--- GOAL OF THE EXERCISE ---
Reproduce every one of the items below word for word.

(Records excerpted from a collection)
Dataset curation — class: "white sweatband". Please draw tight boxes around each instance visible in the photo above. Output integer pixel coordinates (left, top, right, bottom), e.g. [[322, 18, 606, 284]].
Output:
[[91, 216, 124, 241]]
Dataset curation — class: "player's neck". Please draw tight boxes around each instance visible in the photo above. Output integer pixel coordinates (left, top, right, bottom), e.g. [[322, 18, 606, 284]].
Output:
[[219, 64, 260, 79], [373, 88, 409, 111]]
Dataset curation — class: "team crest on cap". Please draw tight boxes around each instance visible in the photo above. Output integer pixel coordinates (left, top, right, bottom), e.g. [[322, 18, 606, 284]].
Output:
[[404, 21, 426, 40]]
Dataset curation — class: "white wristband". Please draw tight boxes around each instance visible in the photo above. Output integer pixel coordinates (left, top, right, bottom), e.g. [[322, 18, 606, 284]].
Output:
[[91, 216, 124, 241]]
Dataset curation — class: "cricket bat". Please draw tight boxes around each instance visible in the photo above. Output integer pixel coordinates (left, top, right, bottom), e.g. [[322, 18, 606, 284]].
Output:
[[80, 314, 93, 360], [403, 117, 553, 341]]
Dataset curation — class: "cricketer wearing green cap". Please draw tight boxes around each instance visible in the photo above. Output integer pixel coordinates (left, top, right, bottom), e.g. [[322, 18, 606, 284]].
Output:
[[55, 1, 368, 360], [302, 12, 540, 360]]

--- OUTPUT FOR THIS EXERCISE ---
Dataset curation — class: "white sweatband". Please draw tight boxes around each instance visible in the photo above. Output integer pixel coordinates (left, top, right, bottom), e.g. [[322, 18, 606, 284]].
Output:
[[91, 216, 124, 241]]
Dataset curation — class: "player's neck". Please draw tight boxes around each instance visible in the photo above. Output integer pixel coordinates (left, top, right, bottom), e.g. [[322, 18, 606, 284]].
Output:
[[219, 64, 260, 79], [373, 88, 409, 111]]
Dataset curation — class: "team crest on cap". Please draw tight boxes around each instance visible in the photo above. Output integer pixel coordinates (left, top, right, bottom), e.g. [[322, 18, 606, 284]].
Output:
[[404, 21, 426, 40]]
Dataset curation — class: "white wristband". Please draw tight boxes around each instance visible in the photo above. Output integer pixel coordinates (left, top, right, bottom), e.g. [[322, 18, 606, 284]].
Output:
[[91, 216, 124, 241]]
Dataset curation — class: "cricket bat". Please draw tight boxes around each instance visible in the photo above. Output integer pixel coordinates (left, top, right, bottom), e.g. [[322, 18, 606, 284]].
Output:
[[80, 314, 93, 360], [403, 117, 553, 341]]
Dataset curation — class: "cricketer wearing green cap". Please draw tight boxes around each instance visible in the photo above. Output integer pixel coordinates (left, top, right, bottom), e.g. [[322, 18, 606, 284]].
Output:
[[55, 1, 368, 360], [302, 12, 540, 360]]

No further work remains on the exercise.